YOUR GOAL:
Please tally the lines in the records below that contain the string "girl", treating uppercase and lowercase letters as different, and reply with the count alone.
--- Begin RECORDS SUPPLIED ---
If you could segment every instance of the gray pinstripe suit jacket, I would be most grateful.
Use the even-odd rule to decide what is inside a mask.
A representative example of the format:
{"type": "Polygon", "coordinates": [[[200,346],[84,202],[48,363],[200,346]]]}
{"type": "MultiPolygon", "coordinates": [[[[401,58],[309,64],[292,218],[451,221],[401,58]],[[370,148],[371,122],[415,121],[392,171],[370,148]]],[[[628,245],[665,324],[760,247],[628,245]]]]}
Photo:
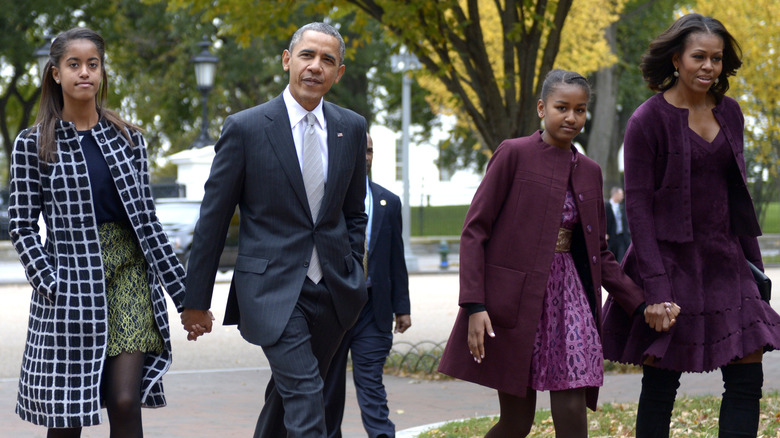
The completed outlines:
{"type": "Polygon", "coordinates": [[[312,221],[282,96],[228,117],[215,145],[187,270],[185,307],[211,307],[219,249],[240,211],[239,255],[226,324],[269,345],[281,336],[298,300],[312,246],[343,329],[366,301],[362,260],[366,215],[366,122],[324,102],[328,179],[312,221]]]}
{"type": "MultiPolygon", "coordinates": [[[[87,164],[72,123],[58,121],[57,161],[38,159],[38,135],[19,134],[11,155],[10,234],[33,286],[16,412],[47,427],[99,424],[100,374],[108,336],[105,281],[87,164]],[[46,223],[45,245],[38,216],[46,223]]],[[[162,375],[171,364],[163,285],[177,306],[184,268],[157,220],[146,146],[105,120],[92,128],[147,262],[154,317],[165,341],[147,355],[141,401],[165,405],[162,375]],[[162,283],[162,284],[161,284],[162,283]]]]}

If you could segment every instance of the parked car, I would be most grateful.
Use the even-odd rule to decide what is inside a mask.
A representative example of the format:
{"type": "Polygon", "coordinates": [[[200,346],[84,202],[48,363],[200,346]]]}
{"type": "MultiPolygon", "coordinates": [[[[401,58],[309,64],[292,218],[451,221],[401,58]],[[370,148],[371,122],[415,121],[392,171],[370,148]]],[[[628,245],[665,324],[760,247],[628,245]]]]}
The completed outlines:
{"type": "Polygon", "coordinates": [[[8,235],[8,206],[0,203],[0,240],[10,240],[8,235]]]}
{"type": "Polygon", "coordinates": [[[0,192],[0,240],[10,240],[11,236],[8,235],[8,202],[2,196],[0,192]]]}
{"type": "MultiPolygon", "coordinates": [[[[157,218],[173,245],[179,260],[187,266],[192,250],[192,235],[200,216],[200,201],[182,198],[160,198],[155,201],[157,218]]],[[[219,259],[219,270],[229,271],[236,266],[238,257],[238,209],[228,228],[225,247],[219,259]]]]}

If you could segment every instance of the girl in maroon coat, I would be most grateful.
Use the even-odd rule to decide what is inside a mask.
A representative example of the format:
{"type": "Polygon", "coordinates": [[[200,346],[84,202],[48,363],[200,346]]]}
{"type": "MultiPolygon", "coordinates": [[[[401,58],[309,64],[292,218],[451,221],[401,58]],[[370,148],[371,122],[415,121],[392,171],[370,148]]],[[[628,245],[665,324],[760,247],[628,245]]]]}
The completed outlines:
{"type": "Polygon", "coordinates": [[[555,432],[585,437],[603,381],[601,285],[628,312],[668,329],[671,303],[647,309],[607,249],[601,169],[572,140],[590,86],[553,70],[537,104],[545,130],[504,141],[488,164],[461,236],[458,314],[439,371],[498,390],[488,437],[527,435],[536,391],[550,391],[555,432]]]}
{"type": "Polygon", "coordinates": [[[623,266],[648,303],[682,307],[669,333],[651,332],[605,305],[604,353],[643,365],[636,436],[668,437],[681,372],[720,368],[720,437],[755,437],[762,353],[780,348],[780,316],[761,301],[745,259],[758,267],[761,234],[747,190],[744,117],[724,95],[742,64],[721,22],[699,14],[656,38],[640,68],[658,93],[625,134],[623,266]]]}

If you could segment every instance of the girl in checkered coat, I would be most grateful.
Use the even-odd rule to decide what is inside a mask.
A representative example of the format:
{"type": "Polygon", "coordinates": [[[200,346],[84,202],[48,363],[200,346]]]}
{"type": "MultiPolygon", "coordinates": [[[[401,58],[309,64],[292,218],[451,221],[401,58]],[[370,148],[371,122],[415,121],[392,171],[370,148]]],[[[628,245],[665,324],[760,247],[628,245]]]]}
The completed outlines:
{"type": "Polygon", "coordinates": [[[80,436],[102,405],[112,438],[143,435],[141,406],[165,405],[171,364],[163,287],[179,309],[184,297],[144,138],[104,108],[104,60],[94,31],[54,40],[35,126],[11,158],[10,234],[33,287],[16,412],[48,437],[80,436]]]}

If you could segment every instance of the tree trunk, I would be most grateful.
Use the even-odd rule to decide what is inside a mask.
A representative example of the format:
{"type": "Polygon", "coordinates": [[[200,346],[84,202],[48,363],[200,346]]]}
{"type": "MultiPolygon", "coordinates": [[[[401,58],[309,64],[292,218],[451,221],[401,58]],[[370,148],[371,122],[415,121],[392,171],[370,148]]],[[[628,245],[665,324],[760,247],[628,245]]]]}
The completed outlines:
{"type": "MultiPolygon", "coordinates": [[[[606,39],[612,50],[616,46],[617,25],[606,30],[606,39]]],[[[617,65],[603,68],[594,74],[595,105],[593,123],[588,135],[588,156],[594,159],[604,176],[604,195],[608,196],[613,186],[623,187],[623,178],[618,166],[618,151],[623,141],[619,138],[617,111],[617,65]]]]}

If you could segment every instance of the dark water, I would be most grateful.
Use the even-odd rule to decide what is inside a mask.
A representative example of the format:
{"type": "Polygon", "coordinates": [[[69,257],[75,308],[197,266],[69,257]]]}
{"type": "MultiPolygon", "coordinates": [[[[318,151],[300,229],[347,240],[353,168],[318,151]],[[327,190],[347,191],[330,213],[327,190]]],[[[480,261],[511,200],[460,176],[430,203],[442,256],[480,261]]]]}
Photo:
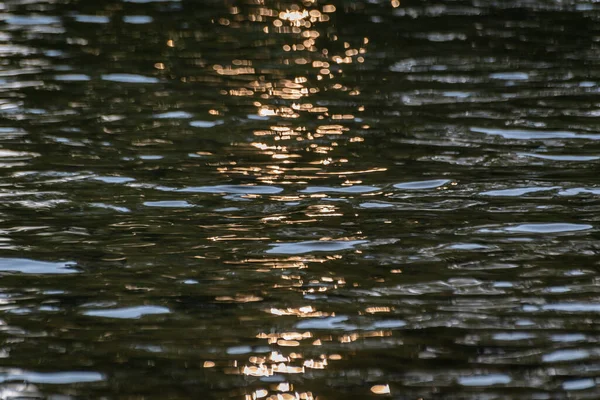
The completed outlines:
{"type": "Polygon", "coordinates": [[[0,398],[600,398],[600,3],[0,29],[0,398]]]}

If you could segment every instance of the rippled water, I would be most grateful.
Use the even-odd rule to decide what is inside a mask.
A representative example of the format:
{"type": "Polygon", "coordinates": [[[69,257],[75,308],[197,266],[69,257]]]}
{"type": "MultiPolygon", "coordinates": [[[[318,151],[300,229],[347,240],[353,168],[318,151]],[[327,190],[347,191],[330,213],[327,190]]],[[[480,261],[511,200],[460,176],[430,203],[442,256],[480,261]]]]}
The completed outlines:
{"type": "Polygon", "coordinates": [[[600,397],[600,3],[0,27],[1,398],[600,397]]]}

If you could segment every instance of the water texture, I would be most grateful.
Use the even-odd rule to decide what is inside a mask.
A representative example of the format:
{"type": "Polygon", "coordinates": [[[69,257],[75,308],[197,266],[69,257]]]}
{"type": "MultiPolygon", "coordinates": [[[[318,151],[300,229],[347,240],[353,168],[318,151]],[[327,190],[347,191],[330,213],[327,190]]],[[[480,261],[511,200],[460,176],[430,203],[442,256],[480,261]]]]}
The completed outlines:
{"type": "Polygon", "coordinates": [[[600,398],[600,3],[0,2],[0,397],[600,398]]]}

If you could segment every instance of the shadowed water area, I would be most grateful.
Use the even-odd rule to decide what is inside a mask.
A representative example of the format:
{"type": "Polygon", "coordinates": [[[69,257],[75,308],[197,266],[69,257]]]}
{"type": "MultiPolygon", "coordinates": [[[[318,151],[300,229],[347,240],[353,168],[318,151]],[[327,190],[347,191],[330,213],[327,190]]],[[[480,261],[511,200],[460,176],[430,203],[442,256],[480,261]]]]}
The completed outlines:
{"type": "Polygon", "coordinates": [[[598,399],[600,3],[0,2],[0,397],[598,399]]]}

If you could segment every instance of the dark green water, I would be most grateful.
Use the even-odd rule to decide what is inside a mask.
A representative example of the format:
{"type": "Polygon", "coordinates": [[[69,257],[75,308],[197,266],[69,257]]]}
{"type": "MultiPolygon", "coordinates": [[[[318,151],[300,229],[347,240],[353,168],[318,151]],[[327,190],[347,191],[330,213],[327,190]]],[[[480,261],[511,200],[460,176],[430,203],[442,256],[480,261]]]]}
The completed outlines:
{"type": "Polygon", "coordinates": [[[0,398],[600,398],[600,3],[0,2],[0,398]]]}

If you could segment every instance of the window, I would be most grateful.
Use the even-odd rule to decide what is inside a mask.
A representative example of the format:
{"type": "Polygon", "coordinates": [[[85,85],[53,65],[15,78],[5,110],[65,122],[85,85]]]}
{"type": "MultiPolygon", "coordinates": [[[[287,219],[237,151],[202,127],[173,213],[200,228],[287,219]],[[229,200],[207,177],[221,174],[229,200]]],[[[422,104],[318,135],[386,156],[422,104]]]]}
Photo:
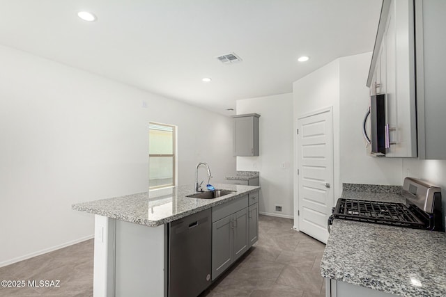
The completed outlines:
{"type": "Polygon", "coordinates": [[[149,188],[175,185],[175,127],[148,125],[149,188]]]}

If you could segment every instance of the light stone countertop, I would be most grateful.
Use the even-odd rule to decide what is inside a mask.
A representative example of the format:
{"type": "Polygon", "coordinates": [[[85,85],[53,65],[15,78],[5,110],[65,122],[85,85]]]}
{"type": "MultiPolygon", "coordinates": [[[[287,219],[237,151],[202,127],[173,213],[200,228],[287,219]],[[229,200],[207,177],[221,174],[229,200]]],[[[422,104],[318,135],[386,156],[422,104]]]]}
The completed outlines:
{"type": "MultiPolygon", "coordinates": [[[[404,202],[393,193],[344,188],[343,198],[404,202]]],[[[446,233],[341,219],[331,230],[324,278],[403,296],[446,296],[446,233]]]]}
{"type": "Polygon", "coordinates": [[[259,178],[258,171],[237,171],[235,175],[226,175],[226,179],[249,180],[259,178]]]}
{"type": "Polygon", "coordinates": [[[194,185],[152,190],[114,198],[77,203],[72,209],[146,226],[156,227],[260,190],[259,186],[216,184],[216,189],[234,192],[215,199],[186,197],[194,185]]]}

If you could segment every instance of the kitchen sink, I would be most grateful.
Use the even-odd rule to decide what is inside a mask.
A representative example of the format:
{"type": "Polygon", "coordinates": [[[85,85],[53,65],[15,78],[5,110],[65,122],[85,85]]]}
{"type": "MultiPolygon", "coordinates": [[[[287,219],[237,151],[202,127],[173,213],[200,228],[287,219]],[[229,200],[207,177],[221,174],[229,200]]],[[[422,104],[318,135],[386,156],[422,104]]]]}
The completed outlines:
{"type": "Polygon", "coordinates": [[[200,199],[214,199],[219,197],[224,196],[233,193],[233,191],[229,190],[215,190],[208,191],[206,192],[199,192],[194,194],[187,195],[186,197],[190,197],[191,198],[200,198],[200,199]]]}

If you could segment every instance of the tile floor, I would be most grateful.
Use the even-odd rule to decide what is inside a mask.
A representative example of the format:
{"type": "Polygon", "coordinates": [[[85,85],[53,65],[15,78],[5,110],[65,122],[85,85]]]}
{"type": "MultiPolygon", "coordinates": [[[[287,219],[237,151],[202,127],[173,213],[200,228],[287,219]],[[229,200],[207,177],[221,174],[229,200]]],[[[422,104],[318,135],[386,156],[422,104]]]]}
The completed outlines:
{"type": "MultiPolygon", "coordinates": [[[[319,266],[325,245],[260,216],[259,240],[201,297],[325,296],[319,266]]],[[[60,280],[60,287],[0,287],[0,296],[93,296],[93,240],[0,268],[0,280],[60,280]]],[[[157,296],[153,296],[157,297],[157,296]]]]}

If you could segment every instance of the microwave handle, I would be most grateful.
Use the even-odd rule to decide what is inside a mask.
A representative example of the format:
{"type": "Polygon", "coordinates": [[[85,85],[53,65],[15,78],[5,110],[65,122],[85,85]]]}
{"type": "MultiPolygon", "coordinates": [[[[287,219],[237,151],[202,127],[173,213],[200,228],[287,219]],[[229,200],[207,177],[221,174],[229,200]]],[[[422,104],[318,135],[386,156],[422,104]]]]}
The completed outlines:
{"type": "Polygon", "coordinates": [[[369,109],[367,109],[367,112],[365,113],[365,116],[364,117],[364,122],[362,123],[362,134],[364,135],[364,138],[365,138],[365,141],[367,142],[367,143],[370,144],[370,138],[367,136],[367,131],[365,129],[365,123],[367,121],[367,118],[369,118],[369,115],[370,115],[370,107],[369,107],[369,109]]]}

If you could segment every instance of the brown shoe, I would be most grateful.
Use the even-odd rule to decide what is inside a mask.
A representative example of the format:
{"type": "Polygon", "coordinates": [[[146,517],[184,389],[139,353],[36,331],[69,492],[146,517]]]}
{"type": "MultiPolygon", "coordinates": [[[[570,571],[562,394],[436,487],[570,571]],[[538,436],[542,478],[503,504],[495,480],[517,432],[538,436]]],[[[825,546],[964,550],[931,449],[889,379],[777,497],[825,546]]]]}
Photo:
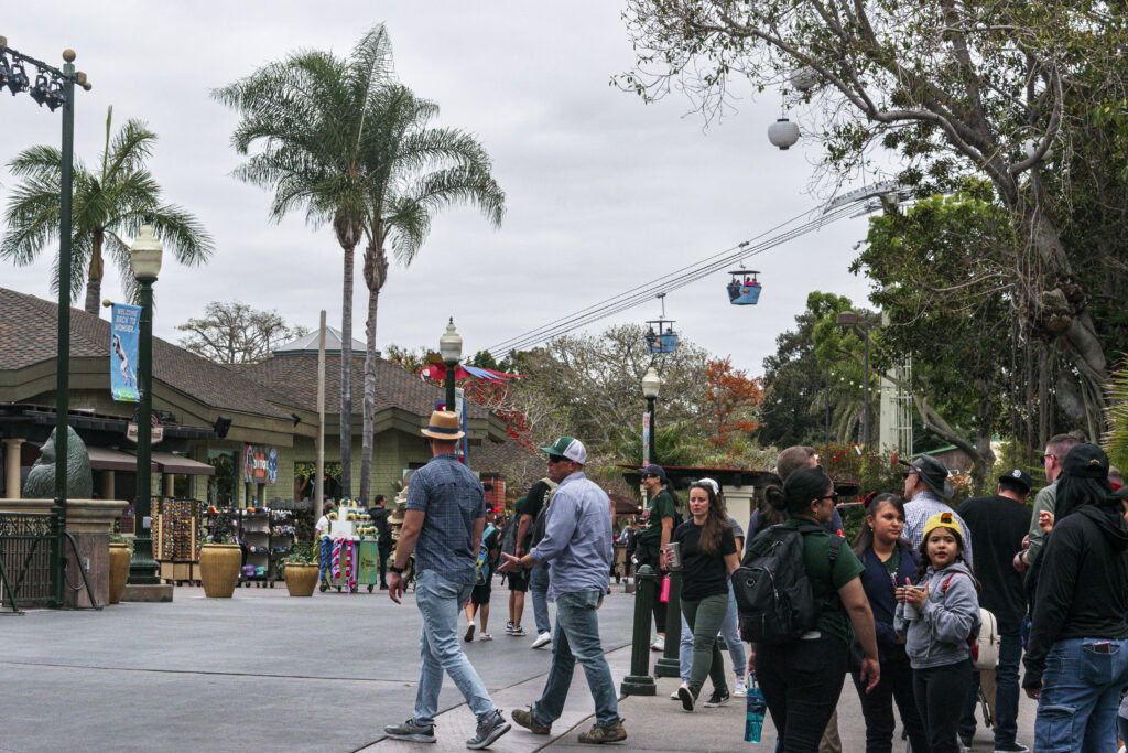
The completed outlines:
{"type": "Polygon", "coordinates": [[[552,733],[552,727],[546,727],[532,718],[531,707],[528,709],[513,709],[509,718],[513,720],[513,724],[525,727],[534,735],[548,735],[552,733]]]}
{"type": "Polygon", "coordinates": [[[580,742],[589,745],[600,745],[602,743],[618,743],[627,738],[627,730],[623,728],[623,719],[616,719],[615,724],[606,727],[593,725],[585,733],[580,733],[580,742]]]}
--- End RECORDS SUPPLIED ---
SOLUTION FOR THIS EXERCISE:
2